[Texte source]
_____

La scène se passe sur les rives de la Loue, dont l'eau limpide reflète le feuillage d'arbres magnifiques. Une jeune femme nue, aux formes puissantes, sort de l'eau en tournant le dos au spectateur ; d'une main, elle tient un linge enroulé au bas de ses hanches ; comme elle glisse, elle lève l'autre bras pour rétablir l'équilibre.
Une autre femme, assise à droite sur la berge, près d'une touffe de bardanes, à demi habillée, coiffée d'un bonnet, les jambes à moitié nues, la regarde en souriant et se cramponne à une branche d'arbre de la main gauche.
Les chairs saines et drues, d'un modelé vigoureux d'une matière chaude et lumineuse ; la Baigneuse assise, dans une harmonie rose et bleue. Verts frais et sombres. "N'est ce pas en peignant cette toile observait P. Valéry, que Courbet déclarait:" Le vert d'une livre de vers est moins vert que celui d'un kilog". Tonalités rares dans les accessoires. L'ensemble est conçu dans un sentiment décoratif grandiose.

_____

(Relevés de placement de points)

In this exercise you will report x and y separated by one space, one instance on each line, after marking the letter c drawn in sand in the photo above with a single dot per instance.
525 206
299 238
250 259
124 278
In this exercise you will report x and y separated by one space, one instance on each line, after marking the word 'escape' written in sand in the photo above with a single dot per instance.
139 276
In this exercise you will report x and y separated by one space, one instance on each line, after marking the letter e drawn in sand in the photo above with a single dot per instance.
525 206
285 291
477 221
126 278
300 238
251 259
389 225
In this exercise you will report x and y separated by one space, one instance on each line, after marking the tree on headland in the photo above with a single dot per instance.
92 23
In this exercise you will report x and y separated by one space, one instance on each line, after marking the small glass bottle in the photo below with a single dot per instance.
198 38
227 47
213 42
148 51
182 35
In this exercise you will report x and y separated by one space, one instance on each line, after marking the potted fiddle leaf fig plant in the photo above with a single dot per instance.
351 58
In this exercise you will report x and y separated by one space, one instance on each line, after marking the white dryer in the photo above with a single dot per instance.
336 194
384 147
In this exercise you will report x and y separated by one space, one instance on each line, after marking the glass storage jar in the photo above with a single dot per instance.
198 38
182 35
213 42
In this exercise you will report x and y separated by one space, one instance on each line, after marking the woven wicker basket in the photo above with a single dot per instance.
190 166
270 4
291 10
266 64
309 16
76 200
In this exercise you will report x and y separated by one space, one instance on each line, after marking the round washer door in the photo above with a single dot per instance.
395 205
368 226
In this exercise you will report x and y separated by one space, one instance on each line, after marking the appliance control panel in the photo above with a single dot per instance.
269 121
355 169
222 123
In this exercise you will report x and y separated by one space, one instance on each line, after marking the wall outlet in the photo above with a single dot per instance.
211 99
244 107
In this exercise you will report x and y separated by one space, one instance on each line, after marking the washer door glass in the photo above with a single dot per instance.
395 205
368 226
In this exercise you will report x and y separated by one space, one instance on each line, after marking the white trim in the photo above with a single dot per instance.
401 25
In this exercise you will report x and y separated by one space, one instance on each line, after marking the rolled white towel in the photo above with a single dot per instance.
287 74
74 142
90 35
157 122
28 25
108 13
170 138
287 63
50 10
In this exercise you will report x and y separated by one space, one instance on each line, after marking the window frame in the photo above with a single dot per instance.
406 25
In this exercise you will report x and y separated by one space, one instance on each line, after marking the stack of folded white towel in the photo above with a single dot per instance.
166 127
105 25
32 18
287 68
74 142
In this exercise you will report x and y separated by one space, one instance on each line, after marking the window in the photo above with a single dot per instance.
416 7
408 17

_____

[Consignes de l'exercice]
A. Quelles couleurs sont nommées dans le texte sur la toile de Courbet ? Donnez-les toutes.
B. Reprenez le texte sur la toile de Courbet là où il s'arrête et écrivez la suite.

[Corrigé]
A. Rose, bleu, vert.

B.
Selon Castagnary, après le 2 décembre, Courbet décidait d'envoyer au Salon des Paysannes qu'il jugeait moins provocantes que ses "partageux". Travaillant sur vingt de ses thèmes favoris, il peignit cette toile à Ornans et la termina à Paris d'après un modèle qui, selon Riat, renseigné par Juliette Courbet, se nommait Joséphine et fut longtemps la maîtresse et le modèle de Courbet, d'après M.R. Fermier, pouvait être Virginie Binet dont le peintre eut un fils et qui, suivant une lettre adressée par Th. Silvestre à A. Bruyas, le 8 avril 1875, se nommait Henriette Bonion dont le Musée Fabre possède le portrait "idéalisé"
Sur le point de présenter son tableau, Courbet ajouta un linge sur les fesses de la Baigneuse.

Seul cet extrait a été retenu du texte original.